Supplied data –

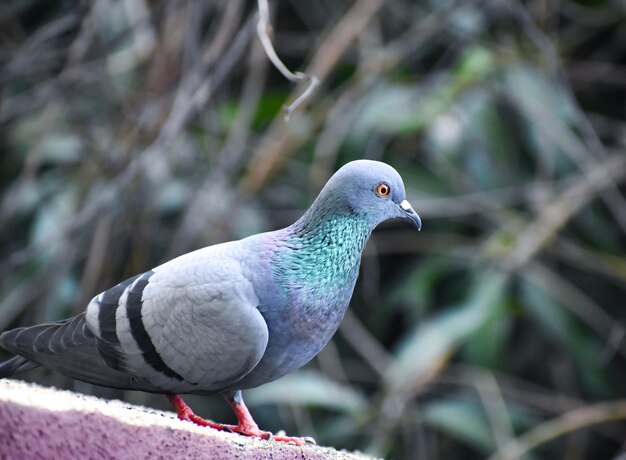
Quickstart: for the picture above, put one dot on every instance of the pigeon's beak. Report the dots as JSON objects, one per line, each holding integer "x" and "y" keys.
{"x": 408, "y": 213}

==

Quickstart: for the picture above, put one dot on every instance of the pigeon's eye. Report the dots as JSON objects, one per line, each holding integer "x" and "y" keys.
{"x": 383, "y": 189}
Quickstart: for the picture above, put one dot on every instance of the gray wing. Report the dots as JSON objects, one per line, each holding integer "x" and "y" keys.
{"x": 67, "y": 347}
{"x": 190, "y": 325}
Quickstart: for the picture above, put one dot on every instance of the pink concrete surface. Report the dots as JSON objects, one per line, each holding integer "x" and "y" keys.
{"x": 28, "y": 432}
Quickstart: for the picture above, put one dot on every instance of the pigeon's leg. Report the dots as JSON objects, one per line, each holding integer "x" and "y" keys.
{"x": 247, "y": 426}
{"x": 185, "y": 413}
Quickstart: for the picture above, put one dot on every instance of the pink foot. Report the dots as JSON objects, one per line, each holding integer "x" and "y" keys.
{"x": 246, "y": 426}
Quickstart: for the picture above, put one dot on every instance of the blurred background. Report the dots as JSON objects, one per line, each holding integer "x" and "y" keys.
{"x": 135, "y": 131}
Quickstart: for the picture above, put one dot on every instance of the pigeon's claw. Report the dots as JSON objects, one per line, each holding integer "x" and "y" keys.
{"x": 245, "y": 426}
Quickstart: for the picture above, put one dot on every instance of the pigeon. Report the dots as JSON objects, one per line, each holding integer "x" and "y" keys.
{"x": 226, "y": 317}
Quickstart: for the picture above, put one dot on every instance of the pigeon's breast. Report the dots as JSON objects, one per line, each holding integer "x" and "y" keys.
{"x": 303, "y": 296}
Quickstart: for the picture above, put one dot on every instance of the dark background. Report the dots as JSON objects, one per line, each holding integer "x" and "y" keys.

--

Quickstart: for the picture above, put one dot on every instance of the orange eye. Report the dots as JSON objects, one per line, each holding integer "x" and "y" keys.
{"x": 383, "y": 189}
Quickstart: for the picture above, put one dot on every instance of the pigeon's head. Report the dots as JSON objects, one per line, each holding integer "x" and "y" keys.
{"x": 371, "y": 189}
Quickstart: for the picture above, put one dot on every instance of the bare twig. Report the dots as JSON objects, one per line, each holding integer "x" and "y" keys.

Exercise requirements – From the material above, set down exactly the lines between the line holding "the pink foot." and the line holding "of the dark", inclusive. Include nothing else.

Expected output –
Quickstart: for the picture above, put one dot on every instance of the pink foot. Report the dots as JSON objects, one per line, each holding integer "x" and "y" keys.
{"x": 246, "y": 426}
Quickstart: for the picture above, put one dot on every instance of the blurred background. Report the dots as JSON objects, one per line, each holding integer "x" and "y" keys.
{"x": 135, "y": 131}
Quickstart: for the picture above, put one dot on every instance of the pigeon's claw. Report the dots as JSON objects, one per line, each holding integer "x" and "y" keys.
{"x": 245, "y": 426}
Quickstart: for the picture above, put one dot on every instance of the pigeon. Report the dots as JSON objects, one per line, each holding integer "x" and "y" keys.
{"x": 226, "y": 317}
Quickstart: for the picture above, put one dot on every instance of the pigeon's breast. Report the dots as JSON objects, one per line, each holding integer "x" and "y" keys.
{"x": 303, "y": 296}
Quickstart: for the picture above, put one dot on every instance of the dark background. Report the dots as JSON objects, one per line, each holding integer "x" and "y" keys.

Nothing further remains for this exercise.